**Exercise instructions**.
In the records below, the line containing "point: bicycle |" is the first to keep. Retype it and all later lines exactly, through the end.

-- Data shown follows --

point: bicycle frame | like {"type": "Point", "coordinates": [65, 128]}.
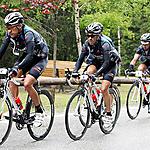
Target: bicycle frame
{"type": "Point", "coordinates": [141, 87]}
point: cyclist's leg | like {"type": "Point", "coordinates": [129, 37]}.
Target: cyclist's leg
{"type": "Point", "coordinates": [143, 67]}
{"type": "Point", "coordinates": [108, 99]}
{"type": "Point", "coordinates": [91, 69]}
{"type": "Point", "coordinates": [13, 87]}
{"type": "Point", "coordinates": [30, 79]}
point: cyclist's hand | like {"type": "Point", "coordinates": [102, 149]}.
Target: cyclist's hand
{"type": "Point", "coordinates": [131, 68]}
{"type": "Point", "coordinates": [143, 59]}
{"type": "Point", "coordinates": [93, 77]}
{"type": "Point", "coordinates": [13, 71]}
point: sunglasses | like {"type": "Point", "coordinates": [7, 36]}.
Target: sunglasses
{"type": "Point", "coordinates": [92, 36]}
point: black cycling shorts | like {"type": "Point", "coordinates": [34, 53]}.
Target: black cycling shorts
{"type": "Point", "coordinates": [110, 72]}
{"type": "Point", "coordinates": [36, 67]}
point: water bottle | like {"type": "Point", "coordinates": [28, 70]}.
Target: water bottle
{"type": "Point", "coordinates": [145, 89]}
{"type": "Point", "coordinates": [99, 97]}
{"type": "Point", "coordinates": [19, 103]}
{"type": "Point", "coordinates": [94, 98]}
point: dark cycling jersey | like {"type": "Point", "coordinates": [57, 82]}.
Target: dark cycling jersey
{"type": "Point", "coordinates": [98, 54]}
{"type": "Point", "coordinates": [27, 45]}
{"type": "Point", "coordinates": [140, 50]}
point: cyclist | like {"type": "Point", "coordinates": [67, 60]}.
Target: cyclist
{"type": "Point", "coordinates": [102, 59]}
{"type": "Point", "coordinates": [142, 54]}
{"type": "Point", "coordinates": [32, 52]}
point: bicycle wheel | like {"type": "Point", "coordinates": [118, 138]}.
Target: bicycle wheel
{"type": "Point", "coordinates": [47, 103]}
{"type": "Point", "coordinates": [5, 119]}
{"type": "Point", "coordinates": [117, 92]}
{"type": "Point", "coordinates": [77, 115]}
{"type": "Point", "coordinates": [114, 112]}
{"type": "Point", "coordinates": [134, 101]}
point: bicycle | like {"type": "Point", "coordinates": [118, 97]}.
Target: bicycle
{"type": "Point", "coordinates": [82, 111]}
{"type": "Point", "coordinates": [137, 93]}
{"type": "Point", "coordinates": [23, 118]}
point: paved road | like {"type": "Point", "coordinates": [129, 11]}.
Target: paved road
{"type": "Point", "coordinates": [127, 135]}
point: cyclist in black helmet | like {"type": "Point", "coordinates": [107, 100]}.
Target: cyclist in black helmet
{"type": "Point", "coordinates": [32, 52]}
{"type": "Point", "coordinates": [142, 54]}
{"type": "Point", "coordinates": [102, 59]}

-- Data shown concluded --

**Task result**.
point: bicycle | like {"type": "Point", "coordinates": [118, 97]}.
Target: bicycle
{"type": "Point", "coordinates": [82, 111]}
{"type": "Point", "coordinates": [137, 93]}
{"type": "Point", "coordinates": [23, 118]}
point: paved road | like {"type": "Point", "coordinates": [129, 11]}.
Target: paved road
{"type": "Point", "coordinates": [127, 135]}
point: cyclist in black helmet | like {"type": "Point", "coordinates": [107, 100]}.
Target: cyclist in black helmet
{"type": "Point", "coordinates": [32, 52]}
{"type": "Point", "coordinates": [142, 54]}
{"type": "Point", "coordinates": [102, 59]}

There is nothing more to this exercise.